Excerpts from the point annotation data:
━━━━━━━━

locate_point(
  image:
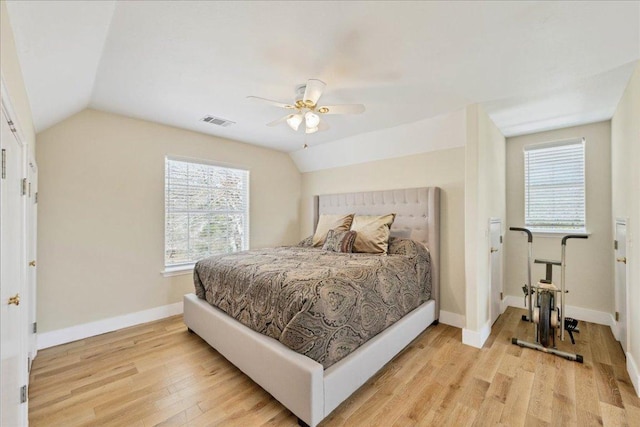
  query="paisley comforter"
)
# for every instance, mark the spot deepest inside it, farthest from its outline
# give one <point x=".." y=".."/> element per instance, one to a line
<point x="318" y="303"/>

━━━━━━━━

▶ Given exercise:
Rewrite the listing with "object" substituted for every "instance", changing nothing else and omitting the pictures.

▶ Exercise output:
locate_point(
  image:
  query="paisley comforter"
)
# for every object, mark the spot deepest inside it, farthest from its outline
# give one <point x=".." y=".."/> element per object, one to a line
<point x="318" y="303"/>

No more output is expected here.